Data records
------------------------
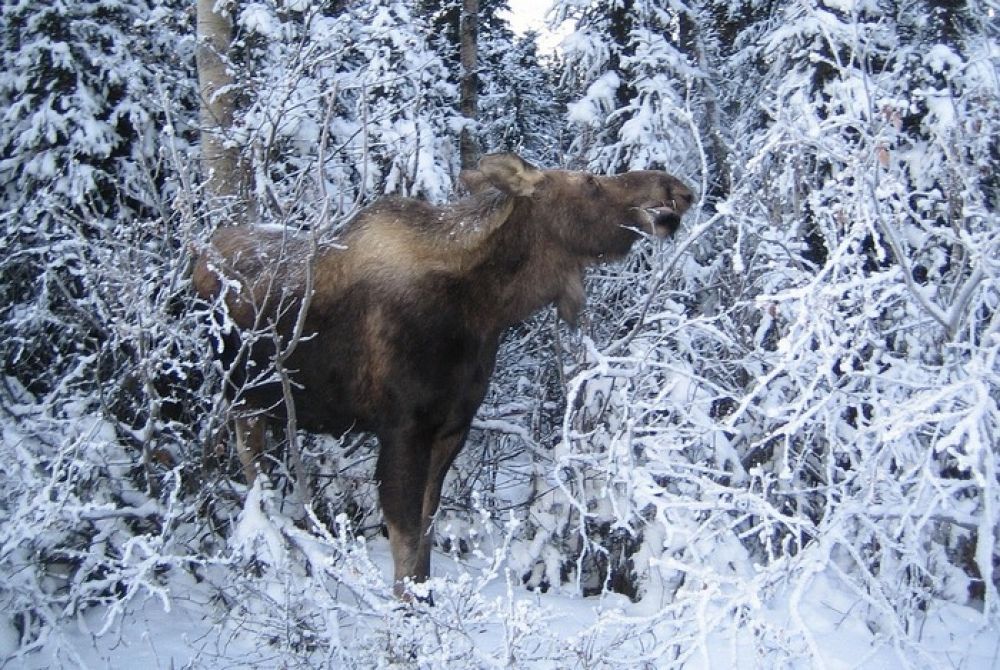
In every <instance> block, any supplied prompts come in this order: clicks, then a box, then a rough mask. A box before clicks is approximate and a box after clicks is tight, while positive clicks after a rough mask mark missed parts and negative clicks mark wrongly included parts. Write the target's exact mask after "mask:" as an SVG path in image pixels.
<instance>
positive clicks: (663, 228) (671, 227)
mask: <svg viewBox="0 0 1000 670" xmlns="http://www.w3.org/2000/svg"><path fill="white" fill-rule="evenodd" d="M641 211H642V213H643V214H644V215H645V219H646V225H647V226H649V229H650V230H651V231H652V233H653V234H654V235H656V236H657V237H659V238H660V239H664V238H667V237H670V236H671V235H673V234H674V233H675V232H677V229H678V228H680V225H681V215H680V214H678V213H677V210H675V209H674V208H673V207H644V208H642V210H641Z"/></svg>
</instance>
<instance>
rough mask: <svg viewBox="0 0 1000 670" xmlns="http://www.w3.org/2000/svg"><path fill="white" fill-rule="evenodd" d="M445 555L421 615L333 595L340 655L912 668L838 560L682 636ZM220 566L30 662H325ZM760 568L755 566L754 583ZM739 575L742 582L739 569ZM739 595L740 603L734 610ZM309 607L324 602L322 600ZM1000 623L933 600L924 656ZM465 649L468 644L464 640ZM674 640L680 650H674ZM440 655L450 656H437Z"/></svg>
mask: <svg viewBox="0 0 1000 670" xmlns="http://www.w3.org/2000/svg"><path fill="white" fill-rule="evenodd" d="M367 553H368V555H369V559H370V560H372V561H374V563H375V564H377V565H379V566H380V569H381V570H382V571H383V574H388V572H389V570H390V568H389V566H390V565H391V560H390V558H389V551H388V545H387V542H385V541H384V540H380V541H378V542H375V543H371V544H370V545H369V547H368V549H367ZM435 561H436V564H437V565H438V566H439V569H438V576H437V577H436V579H435V580H434V583H433V584H432V588H433V590H434V593H435V601H436V604H435V605H434V606H433V607H428V606H426V605H422V604H418V605H415V606H412V608H413V612H412V614H410V613H407V610H408V609H409V606H401V605H394V604H393V603H392V601H391V600H385V601H383V602H382V603H381V604H376V607H375V608H374V609H373V610H371V611H370V612H368V613H365V612H363V611H361V610H359V609H358V603H357V602H355V601H353V599H351V598H345V599H341V600H340V601H334V602H329V603H326V604H325V605H322V607H325V608H328V609H327V613H326V616H327V617H330V621H332V622H335V625H336V628H335V630H336V632H337V636H338V637H337V640H338V641H339V643H340V644H341V645H343V646H342V648H341V649H339V650H336V651H335V653H334V654H333V658H337V657H340V658H341V662H344V663H346V664H347V665H350V666H351V667H387V665H386V664H387V662H390V661H389V658H390V657H391V655H390V656H388V657H387V656H385V655H384V654H386V650H385V649H381V650H379V645H381V644H385V641H388V643H389V645H390V646H391V645H392V644H394V642H393V640H395V644H397V645H398V644H402V645H403V647H401V648H402V649H405V648H406V646H407V645H416V648H418V649H419V648H421V645H423V646H424V647H426V643H427V640H426V639H425V638H424V637H423V636H424V635H426V634H427V633H429V632H430V631H431V630H435V631H436V633H435V635H436V636H437V639H436V642H435V644H434V649H433V650H429V649H427V648H423V649H422V651H423V652H424V653H425V654H427V655H426V656H417V657H415V658H414V659H413V660H414V661H415V662H416V663H417V664H418V665H421V666H423V665H425V664H428V663H431V662H432V659H437V660H436V661H434V663H435V664H436V667H484V668H486V667H498V668H499V667H511V666H513V667H536V668H561V667H567V665H568V664H573V663H574V662H576V661H574V659H577V660H578V659H580V657H581V656H580V655H581V654H585V655H587V656H588V657H589V658H591V659H592V660H594V661H596V660H597V659H601V663H602V664H603V665H605V666H606V667H622V668H630V667H635V665H634V664H635V663H637V662H641V661H642V660H645V661H646V662H648V663H649V664H650V665H651V667H684V668H689V669H691V670H697V669H701V668H704V669H706V670H708V669H710V668H721V667H725V668H757V667H774V665H773V664H774V663H778V662H781V660H780V659H784V660H785V662H787V661H788V660H789V659H788V658H786V656H785V652H787V651H789V650H795V653H794V654H793V655H792V660H791V663H789V664H787V665H784V667H790V668H813V667H821V666H822V667H827V668H861V667H881V668H893V667H906V666H905V662H904V660H903V659H902V658H901V657H900V656H899V653H898V652H899V650H898V649H895V648H894V647H893V645H892V644H891V643H890V642H889V641H888V640H886V639H885V638H884V637H883V636H882V635H881V634H880V633H878V632H877V627H878V619H877V618H872V615H866V614H865V612H866V611H867V610H866V608H865V606H864V599H863V598H861V597H859V595H858V594H855V593H853V592H852V591H851V589H849V588H848V589H845V588H844V584H843V583H842V582H841V581H840V580H839V579H838V575H837V571H836V570H835V569H831V568H823V567H822V566H818V568H817V569H816V570H815V571H814V572H813V573H812V574H811V577H810V578H809V579H808V580H807V582H806V583H805V584H804V585H803V588H801V589H798V590H796V589H794V588H789V587H788V586H786V587H783V588H778V589H776V590H771V591H769V592H761V593H758V592H756V591H752V590H750V591H746V592H745V593H737V592H731V593H729V594H727V593H726V591H725V587H722V588H720V587H721V586H722V585H717V586H712V585H711V584H705V587H706V588H707V593H708V594H709V596H708V597H706V598H705V599H704V601H703V604H702V609H701V610H700V611H699V612H697V618H696V621H697V622H698V623H699V625H700V626H701V627H702V630H701V631H700V632H699V633H698V635H696V636H694V637H687V636H686V635H682V636H681V637H678V638H672V637H671V636H672V635H675V634H676V633H678V632H680V630H679V629H678V628H677V626H679V625H681V623H682V621H679V620H676V619H674V618H673V617H672V616H663V615H662V613H663V612H664V611H668V612H669V611H670V603H669V601H668V600H664V599H663V596H662V595H660V596H657V597H655V598H654V597H653V596H648V598H649V602H647V601H641V602H639V603H637V604H632V603H630V602H629V601H628V600H627V599H625V598H623V597H621V596H617V595H614V594H609V595H607V596H603V597H597V598H579V597H571V596H567V595H563V594H560V593H558V592H555V591H550V592H549V593H544V594H543V593H537V592H535V593H533V592H529V591H526V590H524V589H523V587H520V586H518V585H517V584H516V580H513V581H512V579H511V575H509V574H508V573H506V571H505V570H504V569H503V568H502V567H501V569H500V570H499V571H498V572H497V573H496V574H491V571H490V568H489V567H488V566H484V565H482V564H470V563H467V562H458V561H453V560H451V559H449V557H447V556H444V555H437V556H435ZM484 577H485V578H484ZM217 578H219V575H215V576H214V577H213V578H210V579H209V580H206V581H205V582H203V583H201V584H198V583H193V582H192V581H191V580H189V579H184V578H176V579H175V583H174V587H175V592H174V593H173V597H172V600H171V607H170V608H169V610H167V609H165V608H164V607H163V606H162V604H160V603H159V602H158V601H157V600H155V599H145V600H139V601H137V602H135V603H134V604H133V605H132V606H130V607H129V608H128V609H127V611H126V612H125V614H124V615H123V617H122V618H121V620H120V621H118V622H116V623H115V625H114V626H113V627H112V629H111V630H110V631H109V632H108V633H106V634H104V635H100V636H96V635H94V631H96V630H98V629H99V628H101V626H102V625H103V616H104V612H102V611H101V609H99V608H95V609H92V610H89V611H88V612H86V613H85V614H83V615H82V616H81V617H80V618H79V619H77V620H76V621H68V622H67V623H66V624H65V625H64V626H63V627H62V628H61V629H59V630H58V631H57V633H56V634H55V635H54V637H57V638H58V639H59V649H60V653H59V654H57V655H50V654H49V653H47V652H46V650H45V649H42V650H41V651H39V652H37V653H35V654H31V655H29V656H27V657H23V658H21V659H20V660H19V662H18V667H23V668H26V669H28V668H48V667H64V666H66V665H73V666H74V667H81V668H97V667H110V668H124V667H149V668H155V667H164V668H166V667H190V668H225V667H234V668H235V667H242V668H251V667H261V668H263V667H273V665H274V664H275V663H279V664H280V663H281V659H282V658H285V659H286V662H287V661H290V660H291V658H293V657H294V658H298V659H299V662H302V661H306V662H309V663H316V664H321V659H323V658H330V656H323V655H319V656H310V655H309V654H305V655H304V656H303V655H302V654H301V652H298V653H296V654H295V655H294V656H291V655H287V654H283V653H282V651H281V648H280V645H276V644H275V642H274V641H272V642H269V641H268V640H269V639H274V638H276V637H278V635H280V630H273V631H269V630H267V629H261V628H259V627H256V626H254V625H253V624H250V625H248V623H249V622H248V621H244V620H243V618H244V617H247V616H248V614H247V613H248V612H252V611H253V610H254V609H255V608H256V607H258V605H255V604H253V603H248V602H243V603H241V604H239V606H238V607H237V608H235V609H227V608H226V607H224V606H222V603H221V602H220V601H219V599H218V597H217V595H216V592H215V589H214V588H213V585H212V584H211V581H212V580H213V579H217ZM752 580H753V577H752V576H751V577H750V581H749V583H748V584H747V585H746V586H750V585H751V584H753V581H752ZM733 585H734V586H735V587H736V588H737V589H739V588H741V587H740V586H738V583H737V582H734V583H733ZM746 586H744V587H742V588H746ZM258 588H259V589H260V592H261V593H269V594H270V598H269V600H274V602H275V603H280V602H282V599H283V598H285V597H287V596H288V595H290V591H289V589H288V586H287V584H283V583H281V582H272V583H270V584H266V583H261V584H259V585H258ZM293 590H294V589H293ZM244 595H245V594H244ZM737 601H738V602H740V605H739V607H738V608H737V609H736V610H735V611H738V612H739V614H738V615H737V616H735V617H734V616H733V615H734V613H735V612H734V610H733V609H732V607H733V604H734V602H737ZM237 602H238V601H237ZM234 604H236V603H234ZM260 604H263V603H260ZM300 606H302V607H321V605H320V603H309V602H308V601H306V602H303V603H300ZM457 614H460V615H461V616H465V617H470V616H471V617H474V621H471V622H470V621H466V622H465V623H466V626H465V627H456V628H454V629H450V630H449V628H448V627H447V626H446V627H443V628H441V627H436V626H435V624H445V623H446V622H448V620H449V618H450V617H452V616H455V615H457ZM671 614H674V613H673V612H671ZM693 614H694V613H692V615H693ZM454 623H455V622H454V621H453V622H452V624H449V625H454ZM995 623H996V622H993V623H990V622H987V621H984V620H983V618H982V616H981V615H979V614H978V613H977V612H976V611H975V610H972V609H970V608H963V607H959V606H955V605H949V604H944V603H940V604H938V603H931V604H930V606H929V607H928V608H927V611H926V614H925V616H924V618H923V620H922V621H921V622H920V623H919V627H920V632H919V635H918V636H916V639H917V640H919V643H920V646H921V650H922V651H921V655H920V658H921V659H922V666H921V667H928V668H931V667H962V668H984V669H985V668H990V667H996V666H995V663H996V662H997V654H998V650H1000V635H998V631H997V628H996V625H995ZM379 640H382V641H383V642H378V641H379ZM672 640H673V641H672ZM3 642H5V643H4V644H3V645H2V646H0V656H7V655H8V654H9V653H11V652H12V651H13V646H12V644H11V643H12V642H13V640H12V631H10V629H7V634H6V635H5V639H4V640H3ZM449 646H450V647H451V651H449V650H448V649H449ZM53 648H54V645H53ZM352 649H355V650H362V649H367V652H366V654H367V655H364V656H356V655H355V653H356V652H355V651H352ZM459 650H464V651H462V652H461V653H456V652H458V651H459ZM650 650H655V651H652V652H651V651H650ZM667 650H670V655H669V656H667V655H660V654H664V653H665V652H666V651H667ZM432 652H433V653H432ZM310 658H311V659H312V661H307V659H310ZM439 661H444V662H443V663H441V664H439V665H437V662H439ZM511 661H513V662H511Z"/></svg>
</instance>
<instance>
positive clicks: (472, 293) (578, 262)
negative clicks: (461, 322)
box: [468, 198, 587, 331]
mask: <svg viewBox="0 0 1000 670" xmlns="http://www.w3.org/2000/svg"><path fill="white" fill-rule="evenodd" d="M485 246H486V248H485V249H483V251H484V252H485V253H484V254H483V255H482V257H481V260H480V261H479V262H478V263H476V265H475V266H474V267H472V268H470V272H469V275H468V279H469V280H470V287H471V288H472V293H471V294H470V298H471V299H472V300H473V301H474V302H475V303H476V304H475V306H474V308H475V312H476V314H477V316H478V317H479V318H480V319H481V320H482V321H485V322H486V323H488V324H489V327H490V329H492V330H495V331H500V330H503V329H506V328H508V327H510V326H512V325H514V324H517V323H519V322H521V321H523V320H525V319H527V318H528V317H529V316H531V315H532V314H533V313H534V312H536V311H537V310H538V309H540V308H542V307H544V306H545V305H547V304H550V303H552V302H557V303H558V304H559V305H560V315H563V304H564V302H565V301H566V300H567V299H568V300H569V301H570V302H573V303H582V300H583V295H582V291H583V286H582V280H581V273H582V272H583V269H584V267H585V266H586V265H587V259H585V258H581V257H578V256H576V255H574V254H573V253H571V252H570V251H569V250H568V249H566V248H565V246H564V245H563V244H562V243H561V242H560V240H559V238H558V236H556V235H555V234H554V233H553V229H552V223H551V221H549V220H548V219H547V218H543V216H542V215H541V214H540V213H538V212H536V211H535V208H534V207H533V206H532V203H531V201H530V200H527V199H522V198H518V199H517V200H516V201H515V204H514V207H513V209H512V211H511V214H510V216H509V218H508V220H507V221H506V222H505V223H504V224H503V226H501V227H499V228H498V229H497V230H496V231H495V232H494V233H493V235H491V236H490V239H489V240H488V242H487V244H486V245H485ZM579 306H580V305H579V304H576V307H577V308H578V307H579ZM574 311H575V310H574ZM563 316H564V318H565V315H563ZM484 325H485V324H484Z"/></svg>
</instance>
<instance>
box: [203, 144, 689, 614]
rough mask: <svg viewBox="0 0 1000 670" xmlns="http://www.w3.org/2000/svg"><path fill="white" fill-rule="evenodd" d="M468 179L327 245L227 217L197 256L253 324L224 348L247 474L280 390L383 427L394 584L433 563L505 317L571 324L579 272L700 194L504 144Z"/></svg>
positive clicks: (336, 411)
mask: <svg viewBox="0 0 1000 670" xmlns="http://www.w3.org/2000/svg"><path fill="white" fill-rule="evenodd" d="M462 179H463V181H464V182H465V183H466V184H467V185H468V186H469V188H470V190H471V191H472V192H473V194H472V195H471V196H469V197H467V198H465V199H462V200H459V201H457V202H455V203H452V204H449V205H446V206H443V207H435V206H433V205H429V204H427V203H425V202H421V201H417V200H411V199H405V198H385V199H382V200H379V201H378V202H376V203H374V204H373V205H371V206H370V207H368V208H366V209H364V210H362V211H361V212H360V213H359V214H358V215H357V216H356V217H355V218H354V220H353V221H352V222H351V223H350V224H349V225H348V228H347V230H346V232H345V234H344V235H343V237H342V238H341V239H340V240H339V241H338V244H337V245H336V246H335V247H333V246H331V247H323V248H319V249H314V248H313V247H312V245H311V244H310V243H309V241H308V240H305V239H301V238H297V237H294V236H290V235H287V234H283V233H282V232H280V231H274V230H266V229H257V228H252V227H233V228H224V229H220V230H219V231H218V232H217V233H216V234H215V235H214V236H213V238H212V244H211V247H210V248H209V250H208V251H206V252H205V253H204V254H202V255H201V257H200V258H199V259H198V261H197V263H196V266H195V270H194V277H193V282H194V286H195V289H196V290H197V292H198V293H199V295H200V296H201V297H202V298H204V299H206V300H211V301H216V302H217V304H218V305H219V309H220V310H226V311H227V312H228V320H230V321H231V322H232V323H234V324H235V325H236V326H237V328H239V329H243V330H251V329H252V330H255V331H260V332H261V333H263V334H262V335H261V336H259V337H256V338H253V342H252V344H251V345H250V346H248V347H247V346H245V347H244V348H243V350H242V351H241V349H240V342H241V338H240V335H239V333H237V332H233V331H232V330H230V331H229V332H228V334H227V335H225V336H224V338H226V341H223V342H221V343H220V347H219V351H220V356H221V357H222V359H223V362H224V364H226V365H227V366H229V369H230V373H231V375H230V379H231V381H232V384H231V388H229V389H228V392H229V394H230V396H231V398H232V401H233V407H234V408H238V410H239V412H240V413H241V416H240V419H239V420H238V421H237V433H238V436H237V438H238V439H237V443H238V449H239V451H240V457H241V460H242V461H243V463H244V469H245V473H246V476H247V479H248V480H251V481H252V480H253V478H254V477H255V475H256V473H257V467H258V465H257V458H258V457H259V455H260V454H261V451H262V442H263V437H264V430H263V428H264V424H265V422H266V421H270V420H284V418H285V416H286V405H287V403H286V397H287V396H288V395H289V394H290V396H291V400H292V401H293V406H294V409H295V417H296V420H297V422H298V425H299V427H301V428H303V429H306V430H310V431H316V432H330V433H335V434H340V433H343V432H346V431H348V430H351V429H358V430H366V431H372V432H374V433H375V434H376V435H377V437H378V439H379V443H380V451H379V457H378V464H377V466H376V472H375V476H376V478H377V481H378V486H379V498H380V500H381V504H382V511H383V515H384V518H385V522H386V525H387V527H388V530H389V540H390V544H391V547H392V555H393V562H394V565H395V584H396V587H395V588H396V592H397V594H399V595H405V589H404V586H403V583H404V580H405V579H406V578H411V579H413V580H414V581H422V580H424V579H426V578H427V577H428V575H429V571H430V550H431V535H430V533H429V532H428V531H429V529H430V524H431V521H432V518H433V516H434V513H435V511H436V510H437V507H438V502H439V500H440V497H441V485H442V483H443V481H444V478H445V474H446V472H447V470H448V468H449V466H450V465H451V463H452V461H453V460H454V458H455V456H456V454H457V453H458V451H459V449H461V447H462V444H463V443H464V442H465V438H466V435H467V434H468V432H469V426H470V424H471V423H472V419H473V416H474V414H475V413H476V410H477V409H478V408H479V405H480V404H481V403H482V400H483V396H484V394H485V392H486V387H487V384H488V383H489V379H490V375H491V374H492V372H493V367H494V365H495V363H496V354H497V347H498V345H499V342H500V338H501V336H502V335H503V333H504V331H505V330H506V329H507V328H509V327H510V326H512V325H513V324H515V323H517V322H519V321H521V320H523V319H525V318H526V317H528V316H529V315H530V314H531V313H532V312H534V311H535V310H537V309H539V308H540V307H542V306H544V305H547V304H550V303H555V304H556V305H557V307H558V311H559V315H560V317H561V318H563V319H565V320H566V321H569V322H571V323H573V322H575V320H576V318H577V316H578V313H579V311H580V309H581V308H582V306H583V303H584V294H583V271H584V269H585V268H586V267H587V266H588V265H592V264H594V263H598V262H601V261H603V260H607V259H614V258H621V257H623V256H624V255H625V254H626V253H628V251H629V249H630V248H631V246H632V244H633V242H635V240H636V239H638V238H639V237H640V233H641V232H645V233H649V234H652V235H656V236H659V237H666V236H668V235H671V234H672V233H674V231H675V230H676V229H677V227H678V225H679V223H680V217H681V215H683V214H684V212H685V211H687V209H688V208H689V207H690V205H691V202H692V194H691V191H690V190H689V189H688V188H687V187H685V186H684V185H683V184H682V183H681V182H680V181H678V180H677V179H675V178H674V177H672V176H670V175H669V174H667V173H665V172H658V171H639V172H628V173H625V174H621V175H617V176H613V177H605V176H597V175H592V174H589V173H586V172H571V171H565V170H540V169H538V168H536V167H534V166H532V165H530V164H529V163H527V162H525V161H524V160H523V159H521V158H520V157H519V156H516V155H514V154H494V155H489V156H485V157H484V158H483V159H482V160H481V161H480V163H479V169H478V170H476V171H472V172H468V173H463V175H462ZM307 286H308V287H310V288H311V289H312V290H311V293H310V298H309V300H307V301H306V302H305V303H304V302H303V295H304V294H305V292H306V288H307ZM303 306H304V307H305V311H304V312H303V310H302V308H303ZM296 329H298V330H299V333H300V334H301V337H299V338H298V340H297V341H296V342H295V345H294V348H292V349H291V351H290V352H289V351H288V350H287V349H284V348H283V347H285V346H287V343H288V342H289V341H290V340H292V339H294V338H293V335H294V334H295V332H296ZM268 333H270V335H268ZM275 335H276V336H277V337H275ZM279 352H280V354H279ZM276 355H280V357H281V366H282V368H283V369H284V370H286V371H288V372H287V374H288V376H289V377H290V382H291V383H290V384H285V385H284V389H283V387H282V384H281V382H280V376H275V375H274V374H272V373H271V372H269V371H271V370H273V367H274V361H275V357H276Z"/></svg>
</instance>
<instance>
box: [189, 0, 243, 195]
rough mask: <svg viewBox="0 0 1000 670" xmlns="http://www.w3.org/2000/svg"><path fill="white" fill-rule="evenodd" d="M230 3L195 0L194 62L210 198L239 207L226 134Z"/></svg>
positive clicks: (231, 99)
mask: <svg viewBox="0 0 1000 670" xmlns="http://www.w3.org/2000/svg"><path fill="white" fill-rule="evenodd" d="M232 6H233V3H226V2H224V1H223V0H198V7H197V12H198V14H197V33H198V35H197V37H198V48H197V51H196V52H195V62H196V65H197V68H198V88H199V92H200V95H201V112H200V124H201V158H202V168H203V169H204V172H205V175H206V177H207V181H206V184H205V186H206V188H207V190H208V195H209V197H214V198H220V199H226V200H231V201H233V202H232V203H231V204H235V205H236V206H237V207H239V206H240V204H241V203H240V202H239V196H240V191H241V186H242V184H243V183H244V179H243V175H242V174H241V173H242V170H241V166H240V152H239V147H237V146H235V145H233V144H229V145H228V146H227V143H226V137H227V135H228V134H229V132H230V130H231V128H232V125H233V112H234V109H235V106H236V91H235V86H234V81H233V74H232V71H231V70H230V69H229V67H228V54H229V49H230V47H231V45H232V37H233V21H232V17H231V15H230V12H231V8H232Z"/></svg>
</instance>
------------------------
*Task instructions*:
Extract all lines from the data in which "negative" is found.

*Answer section*:
In every <instance> block, any supplied prompts come in this order: clicks, then a box, then a rough mask. A box before clicks is approximate and a box after clicks is tight, while positive clicks after a rough mask mark missed parts and negative clicks mark wrongly included parts. Write the target's exact mask after "mask:" as an SVG path in image pixels.
negative clicks: (461, 322)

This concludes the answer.